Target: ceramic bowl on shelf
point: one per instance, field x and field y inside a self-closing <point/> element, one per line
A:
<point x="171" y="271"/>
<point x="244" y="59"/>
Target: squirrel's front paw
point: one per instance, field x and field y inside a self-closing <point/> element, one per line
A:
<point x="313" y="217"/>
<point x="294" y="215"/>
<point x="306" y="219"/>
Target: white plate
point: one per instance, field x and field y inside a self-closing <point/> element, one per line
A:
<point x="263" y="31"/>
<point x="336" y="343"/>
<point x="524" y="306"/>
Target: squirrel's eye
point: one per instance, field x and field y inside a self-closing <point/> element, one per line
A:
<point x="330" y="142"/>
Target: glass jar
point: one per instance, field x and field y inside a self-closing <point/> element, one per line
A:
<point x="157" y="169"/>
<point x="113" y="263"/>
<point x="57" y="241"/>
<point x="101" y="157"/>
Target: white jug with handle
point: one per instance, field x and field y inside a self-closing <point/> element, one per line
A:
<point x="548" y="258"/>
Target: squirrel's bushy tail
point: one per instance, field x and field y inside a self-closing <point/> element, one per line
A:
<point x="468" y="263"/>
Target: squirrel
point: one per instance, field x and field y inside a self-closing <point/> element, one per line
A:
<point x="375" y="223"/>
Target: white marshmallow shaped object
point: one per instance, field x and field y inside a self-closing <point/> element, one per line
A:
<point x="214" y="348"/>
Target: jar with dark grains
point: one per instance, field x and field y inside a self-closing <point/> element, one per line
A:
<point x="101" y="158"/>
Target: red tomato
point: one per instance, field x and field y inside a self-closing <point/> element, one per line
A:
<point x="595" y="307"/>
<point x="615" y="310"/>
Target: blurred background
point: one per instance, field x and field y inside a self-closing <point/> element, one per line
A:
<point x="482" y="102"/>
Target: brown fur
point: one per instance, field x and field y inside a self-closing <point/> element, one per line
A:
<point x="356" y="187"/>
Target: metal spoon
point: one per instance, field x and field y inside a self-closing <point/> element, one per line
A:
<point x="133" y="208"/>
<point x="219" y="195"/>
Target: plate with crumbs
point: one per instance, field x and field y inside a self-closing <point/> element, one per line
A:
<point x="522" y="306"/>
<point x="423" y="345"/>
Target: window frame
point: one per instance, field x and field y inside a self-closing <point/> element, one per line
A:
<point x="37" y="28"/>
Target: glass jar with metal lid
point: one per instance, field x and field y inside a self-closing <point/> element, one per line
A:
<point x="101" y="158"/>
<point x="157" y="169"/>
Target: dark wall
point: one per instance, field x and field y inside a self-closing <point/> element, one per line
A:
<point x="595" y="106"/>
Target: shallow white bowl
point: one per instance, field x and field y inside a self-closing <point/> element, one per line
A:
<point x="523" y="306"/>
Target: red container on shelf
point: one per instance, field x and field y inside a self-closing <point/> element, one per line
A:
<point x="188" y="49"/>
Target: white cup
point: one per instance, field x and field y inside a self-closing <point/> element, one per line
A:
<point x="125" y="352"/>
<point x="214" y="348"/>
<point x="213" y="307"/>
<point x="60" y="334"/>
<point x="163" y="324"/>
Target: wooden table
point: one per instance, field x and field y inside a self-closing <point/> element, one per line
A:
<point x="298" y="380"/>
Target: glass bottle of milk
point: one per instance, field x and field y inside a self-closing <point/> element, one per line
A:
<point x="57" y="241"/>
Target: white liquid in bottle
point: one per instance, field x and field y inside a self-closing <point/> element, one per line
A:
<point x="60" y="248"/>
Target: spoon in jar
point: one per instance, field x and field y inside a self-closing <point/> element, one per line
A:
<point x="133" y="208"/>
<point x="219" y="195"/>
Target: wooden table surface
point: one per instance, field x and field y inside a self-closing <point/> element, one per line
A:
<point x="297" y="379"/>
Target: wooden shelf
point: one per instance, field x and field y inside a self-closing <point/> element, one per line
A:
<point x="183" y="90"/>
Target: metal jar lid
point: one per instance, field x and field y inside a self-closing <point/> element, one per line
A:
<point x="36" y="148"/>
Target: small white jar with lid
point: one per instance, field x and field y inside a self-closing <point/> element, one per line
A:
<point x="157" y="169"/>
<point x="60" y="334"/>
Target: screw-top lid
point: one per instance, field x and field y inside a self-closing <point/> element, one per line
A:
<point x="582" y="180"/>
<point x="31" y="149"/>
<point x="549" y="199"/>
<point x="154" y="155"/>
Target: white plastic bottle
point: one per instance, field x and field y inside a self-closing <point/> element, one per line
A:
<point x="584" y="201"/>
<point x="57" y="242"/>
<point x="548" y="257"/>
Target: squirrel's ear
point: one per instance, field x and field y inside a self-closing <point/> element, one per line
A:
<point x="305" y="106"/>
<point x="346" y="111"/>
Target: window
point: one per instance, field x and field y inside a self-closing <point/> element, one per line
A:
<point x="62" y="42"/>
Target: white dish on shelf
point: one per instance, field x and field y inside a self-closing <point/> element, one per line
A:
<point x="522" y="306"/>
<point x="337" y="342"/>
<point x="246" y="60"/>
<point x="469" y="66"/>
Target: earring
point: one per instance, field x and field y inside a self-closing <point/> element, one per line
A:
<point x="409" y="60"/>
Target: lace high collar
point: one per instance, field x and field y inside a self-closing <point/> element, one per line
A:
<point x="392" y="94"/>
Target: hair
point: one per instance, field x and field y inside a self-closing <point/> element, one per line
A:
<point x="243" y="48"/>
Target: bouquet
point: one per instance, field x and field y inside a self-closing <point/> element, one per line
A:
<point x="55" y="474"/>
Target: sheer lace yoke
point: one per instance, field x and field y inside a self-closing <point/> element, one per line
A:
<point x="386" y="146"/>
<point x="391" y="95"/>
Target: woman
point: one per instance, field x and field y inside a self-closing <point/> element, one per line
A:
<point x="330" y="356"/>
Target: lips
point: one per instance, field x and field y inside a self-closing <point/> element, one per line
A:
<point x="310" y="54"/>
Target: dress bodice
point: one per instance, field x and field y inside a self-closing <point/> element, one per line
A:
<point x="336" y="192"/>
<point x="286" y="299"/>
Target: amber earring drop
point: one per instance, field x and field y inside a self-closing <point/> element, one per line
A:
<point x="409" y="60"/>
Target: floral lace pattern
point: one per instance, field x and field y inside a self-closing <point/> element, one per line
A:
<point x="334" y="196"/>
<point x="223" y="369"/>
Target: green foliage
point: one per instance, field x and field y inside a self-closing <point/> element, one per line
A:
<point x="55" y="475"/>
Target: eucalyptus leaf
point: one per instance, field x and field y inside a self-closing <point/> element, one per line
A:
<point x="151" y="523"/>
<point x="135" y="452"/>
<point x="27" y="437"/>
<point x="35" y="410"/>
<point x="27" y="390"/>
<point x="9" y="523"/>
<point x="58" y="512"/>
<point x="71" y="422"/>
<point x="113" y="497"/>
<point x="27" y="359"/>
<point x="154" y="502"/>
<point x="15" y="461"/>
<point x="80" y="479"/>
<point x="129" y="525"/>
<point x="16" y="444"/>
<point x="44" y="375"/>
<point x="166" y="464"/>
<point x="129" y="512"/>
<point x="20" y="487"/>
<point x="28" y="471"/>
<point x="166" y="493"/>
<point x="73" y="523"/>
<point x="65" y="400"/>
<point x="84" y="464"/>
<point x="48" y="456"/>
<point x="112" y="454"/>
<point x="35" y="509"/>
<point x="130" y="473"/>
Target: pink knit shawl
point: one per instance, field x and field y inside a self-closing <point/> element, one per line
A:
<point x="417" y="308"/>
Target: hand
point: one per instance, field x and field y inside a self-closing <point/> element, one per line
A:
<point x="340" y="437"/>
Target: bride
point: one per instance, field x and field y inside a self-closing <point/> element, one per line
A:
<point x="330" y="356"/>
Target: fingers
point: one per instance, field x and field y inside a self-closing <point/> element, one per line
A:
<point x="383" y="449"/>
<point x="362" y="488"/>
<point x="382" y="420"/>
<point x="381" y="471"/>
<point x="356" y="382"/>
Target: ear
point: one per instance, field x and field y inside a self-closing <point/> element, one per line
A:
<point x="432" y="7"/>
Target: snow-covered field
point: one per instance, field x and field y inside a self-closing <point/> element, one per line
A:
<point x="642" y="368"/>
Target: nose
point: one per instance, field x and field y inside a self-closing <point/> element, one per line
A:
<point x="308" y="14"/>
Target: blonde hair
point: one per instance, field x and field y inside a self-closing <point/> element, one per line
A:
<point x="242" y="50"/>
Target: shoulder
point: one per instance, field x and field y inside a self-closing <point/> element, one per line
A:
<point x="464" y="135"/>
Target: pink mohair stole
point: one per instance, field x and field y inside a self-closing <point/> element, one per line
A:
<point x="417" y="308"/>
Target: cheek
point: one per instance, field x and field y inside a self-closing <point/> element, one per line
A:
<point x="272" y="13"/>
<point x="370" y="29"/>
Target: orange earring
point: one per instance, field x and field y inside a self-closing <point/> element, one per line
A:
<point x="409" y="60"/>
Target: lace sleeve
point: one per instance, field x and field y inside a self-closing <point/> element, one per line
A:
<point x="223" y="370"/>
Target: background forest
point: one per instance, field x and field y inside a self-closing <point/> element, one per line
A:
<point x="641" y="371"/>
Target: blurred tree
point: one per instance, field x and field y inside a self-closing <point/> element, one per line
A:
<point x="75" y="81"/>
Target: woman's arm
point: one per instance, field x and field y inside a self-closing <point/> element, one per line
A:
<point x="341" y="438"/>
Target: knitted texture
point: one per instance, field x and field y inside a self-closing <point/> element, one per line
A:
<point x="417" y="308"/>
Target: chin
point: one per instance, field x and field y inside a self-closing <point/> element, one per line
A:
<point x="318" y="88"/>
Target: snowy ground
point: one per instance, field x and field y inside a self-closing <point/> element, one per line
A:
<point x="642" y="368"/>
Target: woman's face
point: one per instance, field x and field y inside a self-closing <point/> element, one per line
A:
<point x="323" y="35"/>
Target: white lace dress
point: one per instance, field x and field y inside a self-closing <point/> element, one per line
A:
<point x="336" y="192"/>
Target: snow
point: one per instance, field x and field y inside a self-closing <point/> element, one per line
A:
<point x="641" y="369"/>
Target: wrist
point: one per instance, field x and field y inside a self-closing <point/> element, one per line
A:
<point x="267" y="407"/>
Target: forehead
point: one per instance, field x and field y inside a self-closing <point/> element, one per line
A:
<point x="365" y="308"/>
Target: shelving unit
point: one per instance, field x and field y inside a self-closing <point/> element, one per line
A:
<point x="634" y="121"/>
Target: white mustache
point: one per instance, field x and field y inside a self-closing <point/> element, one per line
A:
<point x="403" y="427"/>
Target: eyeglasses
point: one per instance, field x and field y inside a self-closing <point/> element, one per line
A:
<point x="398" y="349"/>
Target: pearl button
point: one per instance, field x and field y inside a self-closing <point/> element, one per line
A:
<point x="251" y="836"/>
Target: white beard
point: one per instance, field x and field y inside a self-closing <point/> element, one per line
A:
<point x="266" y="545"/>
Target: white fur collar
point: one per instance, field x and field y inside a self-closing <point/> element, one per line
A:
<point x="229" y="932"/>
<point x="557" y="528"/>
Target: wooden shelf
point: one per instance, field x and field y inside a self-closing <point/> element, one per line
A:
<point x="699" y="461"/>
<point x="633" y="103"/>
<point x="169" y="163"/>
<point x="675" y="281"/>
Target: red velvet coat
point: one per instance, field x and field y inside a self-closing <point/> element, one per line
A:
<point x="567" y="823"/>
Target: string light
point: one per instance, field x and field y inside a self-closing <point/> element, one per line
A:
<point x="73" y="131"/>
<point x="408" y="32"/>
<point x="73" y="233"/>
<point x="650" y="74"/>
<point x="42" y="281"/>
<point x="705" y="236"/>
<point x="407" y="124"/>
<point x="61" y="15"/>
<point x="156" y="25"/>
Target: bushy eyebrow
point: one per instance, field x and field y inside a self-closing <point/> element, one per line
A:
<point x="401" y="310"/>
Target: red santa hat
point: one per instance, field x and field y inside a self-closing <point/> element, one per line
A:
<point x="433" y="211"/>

========

### AIM OF THE EXERCISE
A single figure is the whole answer here: the number of lines in the records above that include "background".

### RESPONSE BOX
2